_HOW TO COMPLETE THIS TASK_
Could you return the full listing below exactly as it appears?
──────── DATASET ENTRIES ────────
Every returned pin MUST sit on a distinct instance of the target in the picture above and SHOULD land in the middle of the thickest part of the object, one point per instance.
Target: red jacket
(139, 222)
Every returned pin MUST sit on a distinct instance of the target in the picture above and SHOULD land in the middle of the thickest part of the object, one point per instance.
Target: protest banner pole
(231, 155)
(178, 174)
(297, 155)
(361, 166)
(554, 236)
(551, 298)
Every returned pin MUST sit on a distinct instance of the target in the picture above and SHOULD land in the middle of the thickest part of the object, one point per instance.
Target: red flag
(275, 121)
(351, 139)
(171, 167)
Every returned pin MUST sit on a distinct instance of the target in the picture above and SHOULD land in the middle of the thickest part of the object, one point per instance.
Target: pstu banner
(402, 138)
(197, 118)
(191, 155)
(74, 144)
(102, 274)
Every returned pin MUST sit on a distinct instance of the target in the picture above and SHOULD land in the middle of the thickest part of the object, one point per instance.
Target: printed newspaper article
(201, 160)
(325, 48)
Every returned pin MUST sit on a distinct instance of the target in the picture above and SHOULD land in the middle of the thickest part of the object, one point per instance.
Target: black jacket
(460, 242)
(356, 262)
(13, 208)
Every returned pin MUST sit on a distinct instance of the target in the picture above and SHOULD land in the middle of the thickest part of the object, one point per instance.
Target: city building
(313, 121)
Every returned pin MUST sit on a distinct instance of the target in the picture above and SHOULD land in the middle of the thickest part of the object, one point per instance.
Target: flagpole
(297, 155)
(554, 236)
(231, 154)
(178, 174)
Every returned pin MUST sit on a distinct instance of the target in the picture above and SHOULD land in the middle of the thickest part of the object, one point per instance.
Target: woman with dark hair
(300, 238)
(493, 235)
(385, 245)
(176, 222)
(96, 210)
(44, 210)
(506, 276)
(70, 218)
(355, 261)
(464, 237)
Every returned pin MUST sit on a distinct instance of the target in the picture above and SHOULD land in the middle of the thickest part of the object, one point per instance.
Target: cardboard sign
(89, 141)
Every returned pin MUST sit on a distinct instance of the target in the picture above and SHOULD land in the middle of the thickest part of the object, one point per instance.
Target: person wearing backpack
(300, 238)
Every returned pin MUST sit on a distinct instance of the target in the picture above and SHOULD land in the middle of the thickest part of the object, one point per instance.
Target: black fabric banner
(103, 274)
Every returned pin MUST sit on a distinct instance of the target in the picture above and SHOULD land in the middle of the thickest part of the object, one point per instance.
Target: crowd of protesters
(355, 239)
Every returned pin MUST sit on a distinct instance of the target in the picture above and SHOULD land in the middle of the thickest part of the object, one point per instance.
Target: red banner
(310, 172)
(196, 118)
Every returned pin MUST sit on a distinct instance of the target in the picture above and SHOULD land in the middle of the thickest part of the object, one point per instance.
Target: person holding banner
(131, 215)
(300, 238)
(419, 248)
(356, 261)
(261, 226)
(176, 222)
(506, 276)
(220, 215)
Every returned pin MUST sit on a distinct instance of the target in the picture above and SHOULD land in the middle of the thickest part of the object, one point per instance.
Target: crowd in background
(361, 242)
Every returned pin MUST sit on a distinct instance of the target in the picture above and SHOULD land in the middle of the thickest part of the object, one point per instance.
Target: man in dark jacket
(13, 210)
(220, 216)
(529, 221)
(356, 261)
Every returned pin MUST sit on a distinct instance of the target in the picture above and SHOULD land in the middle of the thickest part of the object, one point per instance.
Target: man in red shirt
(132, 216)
────────
_EXERCISE RESPONSE_
Every returned pin MUST sit on a distinct instance of the target in the picture above and SHOULD land in the middle of the thickest part of the object, one point per instance.
Target: red jacket
(139, 222)
Every returned pin MUST sit on a distinct instance of the target in the picture above and SHOULD land in the middle of the thickest part of the object, one point per instance.
Target: protest banner pole
(231, 155)
(178, 174)
(297, 155)
(361, 166)
(554, 236)
(551, 298)
Every returned pin MUST sit on a distinct instance of the target in the picture above and SHOULD land in the middle of the thickest part of the object, one point per instance.
Target: red flag
(275, 121)
(351, 139)
(171, 167)
Every returned pin MUST sit on a distinct instance of the target in the picture above and SHOULD land in the middle of the thickest part of the object, one point per instance.
Target: pstu banner
(402, 138)
(197, 118)
(191, 155)
(74, 144)
(102, 274)
Every returned pin MUST sit on a distinct instance of the target in the picture above and SHOULD land in the middle of the thickest part of the object, one point per instance.
Target: printed newspaper article
(201, 160)
(325, 48)
Every returned pin MUST sit on a distinct instance of the target in the picture above and SHOULD land in the middle of the thickest part of the object, one point per instance.
Target: black jacket
(460, 242)
(356, 262)
(13, 208)
Every returned pin MUST sit on a distinct instance of the target in the picture above and SHOULD land in the middle of the thickest part of the object, one point per instance.
Target: city building
(313, 121)
Every returned pin MUST sit on a distinct instance of the target in the picture above and SHOULD land in the middle of the thickest part of the object, one point per instance.
Target: flagpole
(297, 155)
(554, 236)
(231, 154)
(178, 174)
Every returned pin MUST sit on a distinct instance of the target in the picture above and SHOULD land in the middle of the thickest part of the object, one point per instance.
Target: woman with dark hair
(300, 238)
(493, 235)
(385, 245)
(176, 222)
(96, 210)
(44, 210)
(506, 276)
(70, 218)
(355, 261)
(464, 237)
Every returned pin MUST sit on a distinct instance of the target in the picture above and SHOULD land in the middle of the thickest part of the object, one point per instance.
Target: cardboard sign
(89, 141)
Every returned pin MUST sit on a distinct instance of the target in the picture above and SHOULD land in the middle of the thickest part of the object, one point per instance.
Target: person wearing backpack
(300, 238)
Every returned pin MUST sit on a distinct instance of the target in the picture above and SHOULD land in the middle of the thickest part of the object, one point per instance.
Target: black fabric banner
(103, 274)
Every returned pin MUST sit on a distinct instance of the target in the picture above and SHOULD land in the middle of the thickest part of the object, one point per instance.
Target: crowd of protesters
(355, 239)
Every returned pin MUST sit on a distinct instance of the target in the picture above and SHOULD land in the middle of the thickest part of the object, one point per instance.
Target: red banner
(310, 172)
(196, 118)
Every returned pin MUST sit on a distinct instance of the target in the picture above and SHOULD land in the middle of the thickest part of the object, one point per instance.
Target: person holding banner
(131, 215)
(300, 238)
(419, 248)
(356, 261)
(261, 226)
(176, 222)
(506, 276)
(220, 215)
Every returned pin MUST sit on a distinct instance of the target in the picture above and SHOULD land in the middle of the thickest part of the object, one point per instance.
Target: crowd in background
(361, 242)
Every returned pin MUST sit on a distinct instance of the target in the picture above and SHOULD land in the middle of the thickest part of the object, one point per instance.
Target: man in dark jacket
(13, 210)
(220, 216)
(529, 221)
(356, 261)
Every returned pin MUST sit on a distinct instance of the target in the picture above and SHOULD land in the middle of the thickest part of the object, one point per instance.
Target: man in red shirt
(132, 216)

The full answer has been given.